Top of DATA FOR THE TASK

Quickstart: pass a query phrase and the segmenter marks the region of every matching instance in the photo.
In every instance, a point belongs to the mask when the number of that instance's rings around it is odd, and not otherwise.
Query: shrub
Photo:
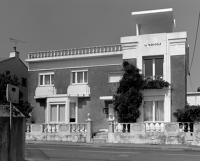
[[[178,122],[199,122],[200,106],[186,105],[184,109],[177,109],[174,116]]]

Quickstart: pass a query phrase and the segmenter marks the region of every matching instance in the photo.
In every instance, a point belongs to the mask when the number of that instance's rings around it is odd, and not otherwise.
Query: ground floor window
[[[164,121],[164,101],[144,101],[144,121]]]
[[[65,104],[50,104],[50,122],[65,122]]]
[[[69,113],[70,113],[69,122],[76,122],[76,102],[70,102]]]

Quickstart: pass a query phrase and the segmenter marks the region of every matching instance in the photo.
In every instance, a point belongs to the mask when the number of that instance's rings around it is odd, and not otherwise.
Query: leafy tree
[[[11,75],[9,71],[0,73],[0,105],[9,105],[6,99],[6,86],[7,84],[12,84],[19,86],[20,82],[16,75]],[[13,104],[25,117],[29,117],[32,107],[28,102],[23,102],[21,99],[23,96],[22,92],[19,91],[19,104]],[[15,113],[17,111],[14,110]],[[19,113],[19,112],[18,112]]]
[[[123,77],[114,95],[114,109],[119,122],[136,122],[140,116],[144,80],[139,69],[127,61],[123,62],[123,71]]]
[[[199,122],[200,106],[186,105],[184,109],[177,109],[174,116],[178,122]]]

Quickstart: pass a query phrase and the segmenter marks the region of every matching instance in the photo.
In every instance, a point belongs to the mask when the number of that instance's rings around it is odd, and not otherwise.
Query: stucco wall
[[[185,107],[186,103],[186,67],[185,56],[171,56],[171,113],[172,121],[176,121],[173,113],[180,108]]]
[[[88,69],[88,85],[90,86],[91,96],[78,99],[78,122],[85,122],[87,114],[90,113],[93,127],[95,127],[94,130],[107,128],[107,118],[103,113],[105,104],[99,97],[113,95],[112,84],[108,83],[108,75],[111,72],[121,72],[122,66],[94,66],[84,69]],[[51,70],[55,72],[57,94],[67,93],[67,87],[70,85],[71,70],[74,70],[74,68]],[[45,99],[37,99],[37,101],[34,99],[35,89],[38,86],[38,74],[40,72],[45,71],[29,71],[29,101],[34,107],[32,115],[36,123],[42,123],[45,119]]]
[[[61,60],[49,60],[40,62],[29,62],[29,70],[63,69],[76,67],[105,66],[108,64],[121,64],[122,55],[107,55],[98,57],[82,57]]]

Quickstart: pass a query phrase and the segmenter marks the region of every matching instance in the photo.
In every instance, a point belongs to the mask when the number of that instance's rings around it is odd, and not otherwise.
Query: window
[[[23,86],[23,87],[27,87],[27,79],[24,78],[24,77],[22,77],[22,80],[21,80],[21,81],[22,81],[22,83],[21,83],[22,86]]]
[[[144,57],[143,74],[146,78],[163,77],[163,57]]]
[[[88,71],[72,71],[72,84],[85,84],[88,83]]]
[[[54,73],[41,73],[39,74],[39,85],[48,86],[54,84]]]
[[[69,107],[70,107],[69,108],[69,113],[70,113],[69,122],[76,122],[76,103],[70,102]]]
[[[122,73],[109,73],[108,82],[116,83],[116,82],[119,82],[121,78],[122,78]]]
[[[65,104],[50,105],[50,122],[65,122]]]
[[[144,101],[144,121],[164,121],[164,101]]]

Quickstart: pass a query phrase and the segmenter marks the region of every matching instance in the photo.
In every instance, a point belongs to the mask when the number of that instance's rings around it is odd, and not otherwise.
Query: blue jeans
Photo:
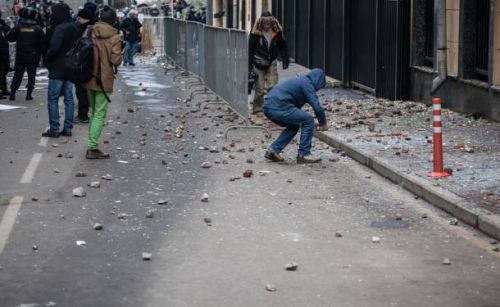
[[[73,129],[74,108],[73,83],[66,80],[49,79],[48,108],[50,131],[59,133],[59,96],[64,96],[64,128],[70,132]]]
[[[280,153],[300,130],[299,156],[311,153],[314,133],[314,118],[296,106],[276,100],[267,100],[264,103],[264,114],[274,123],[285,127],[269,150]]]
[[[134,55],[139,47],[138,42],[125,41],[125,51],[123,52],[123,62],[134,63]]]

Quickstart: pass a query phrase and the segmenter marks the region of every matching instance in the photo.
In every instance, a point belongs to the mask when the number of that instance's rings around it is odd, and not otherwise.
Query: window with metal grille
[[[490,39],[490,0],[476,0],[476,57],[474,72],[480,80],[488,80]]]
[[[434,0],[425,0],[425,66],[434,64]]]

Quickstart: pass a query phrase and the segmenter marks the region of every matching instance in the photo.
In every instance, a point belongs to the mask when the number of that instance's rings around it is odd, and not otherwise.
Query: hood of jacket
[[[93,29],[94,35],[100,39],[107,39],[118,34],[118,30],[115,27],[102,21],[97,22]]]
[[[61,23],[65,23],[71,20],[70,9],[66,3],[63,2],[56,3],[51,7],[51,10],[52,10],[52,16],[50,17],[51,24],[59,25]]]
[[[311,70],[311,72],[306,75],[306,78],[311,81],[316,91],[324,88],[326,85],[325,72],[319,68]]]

Bottom of DATA FOR THE TASK

WHAT TO PRODUCE :: Nothing but the records themselves, exact and complete, should be returned; leave the pictures out.

SOLUTION BELOW ::
Quickstart: pass a query phrase and the segmenter marks the region of every matching instance in the photo.
In every instance, a point belongs to the mask when the number of that instance's rings around it is odd, and not otherwise.
Query: shrub
Photo:
[[[178,122],[199,122],[200,106],[186,105],[184,109],[177,109],[174,116]]]

Quickstart: pass a query phrase and the segmenter marks the region of every matching instance in the photo.
In every instance, a point belongs to the mask when the number of that instance's rings around it is odd, and not otherwise.
Query: ground floor window
[[[164,121],[164,101],[144,101],[144,121]]]
[[[65,104],[50,104],[50,122],[65,122]]]
[[[69,113],[70,113],[69,122],[76,122],[76,102],[70,102]]]

Quickstart: pass a query phrase and the segmenter marks the region of every matching instance in the photo.
In every instance, a point belongs to the mask when the number of that instance's rings around it is odd, and not otherwise.
Query: leafy tree
[[[11,75],[9,71],[0,73],[0,105],[9,105],[6,99],[6,86],[7,84],[12,84],[19,86],[20,82],[16,75]],[[13,104],[25,117],[29,117],[32,107],[28,102],[23,102],[21,99],[23,96],[22,92],[19,91],[19,104]],[[15,113],[17,111],[14,110]],[[19,113],[19,112],[18,112]]]
[[[123,77],[114,95],[114,109],[119,122],[136,122],[140,116],[144,80],[139,69],[127,61],[123,62],[123,71]]]
[[[199,122],[200,106],[186,105],[184,109],[177,109],[174,116],[178,122]]]

Quickstart: pass a query phrase and the segmenter marks the region of every matching instance in the photo.
In every instance, a point belongs to the mask when the number of that instance's rings around it is odd, and not otherwise.
Query: stucco wall
[[[185,107],[186,103],[186,67],[185,56],[171,56],[171,113],[172,121],[176,121],[173,113],[180,108]]]
[[[88,69],[88,85],[90,86],[91,96],[78,99],[78,122],[85,122],[87,114],[90,113],[93,127],[95,127],[94,130],[107,128],[107,118],[103,113],[105,104],[99,97],[113,95],[112,84],[108,83],[108,75],[111,72],[121,72],[122,66],[94,66],[84,69]],[[51,70],[55,72],[57,94],[67,93],[67,87],[70,85],[71,70],[74,70],[74,68]],[[45,99],[37,99],[37,101],[34,99],[35,89],[38,86],[38,74],[40,72],[45,71],[29,71],[29,101],[34,107],[32,115],[36,123],[42,123],[45,119]]]
[[[61,60],[49,60],[40,62],[29,62],[29,70],[63,69],[76,67],[105,66],[108,64],[121,64],[122,55],[107,55],[98,57],[82,57]]]

Quickstart: pass a query phrase and the segmenter marks the region of every matching instance in the photo.
In every instance, a point belongs to the mask when the number of that instance's rings around it is odd, and not otherwise.
Query: window
[[[23,86],[23,87],[27,87],[27,79],[24,78],[24,77],[22,77],[22,80],[21,80],[21,81],[22,81],[22,83],[21,83],[22,86]]]
[[[144,57],[143,74],[146,78],[163,77],[163,57]]]
[[[88,71],[72,71],[72,84],[85,84],[88,83]]]
[[[54,73],[41,73],[39,74],[39,85],[48,86],[54,84]]]
[[[69,107],[70,107],[69,108],[69,113],[70,113],[69,122],[76,122],[76,103],[70,102]]]
[[[122,73],[109,73],[108,82],[116,83],[116,82],[119,82],[121,78],[122,78]]]
[[[65,104],[50,105],[50,122],[65,122]]]
[[[144,101],[144,121],[164,121],[164,101]]]

Quickstart: pass a query phrase and the segmenter marks the region of every matching instance in the photo.
In every instance, a point belongs to the mask when the number of that instance's rings around it is odd, and not otherwise.
Query: blue jeans
Photo:
[[[73,129],[74,108],[73,83],[66,80],[49,79],[48,108],[50,131],[59,133],[59,96],[64,96],[64,128],[70,132]]]
[[[280,153],[300,130],[299,156],[311,153],[314,133],[314,118],[296,106],[276,100],[267,100],[264,103],[264,114],[274,123],[285,127],[269,150]]]
[[[134,55],[139,47],[138,42],[125,41],[125,51],[123,52],[123,62],[134,63]]]

Quickstart: pass a query phrase and the segmenter marks the region of every matching instance in the photo.
In every instance, a point belongs to the mask when the number of that instance's rings around it is odd, and not otherwise.
Query: window with metal grille
[[[490,39],[490,0],[476,0],[476,57],[474,72],[480,80],[488,80]]]
[[[434,0],[425,0],[425,66],[434,64]]]

Quickstart: pass a query phrase and the segmenter marks the region of every matching instance in the photo.
In every instance, a point belongs to the mask when the number of that instance's rings around it is odd, and not otherwise.
Query: hood of jacket
[[[93,29],[94,35],[100,39],[107,39],[118,34],[118,30],[115,27],[102,21],[97,22]]]
[[[61,23],[65,23],[71,20],[70,9],[66,3],[63,2],[56,3],[51,7],[51,10],[52,10],[52,16],[50,17],[51,24],[59,25]]]
[[[311,70],[311,72],[306,75],[306,78],[311,81],[316,91],[324,88],[326,85],[325,72],[319,68]]]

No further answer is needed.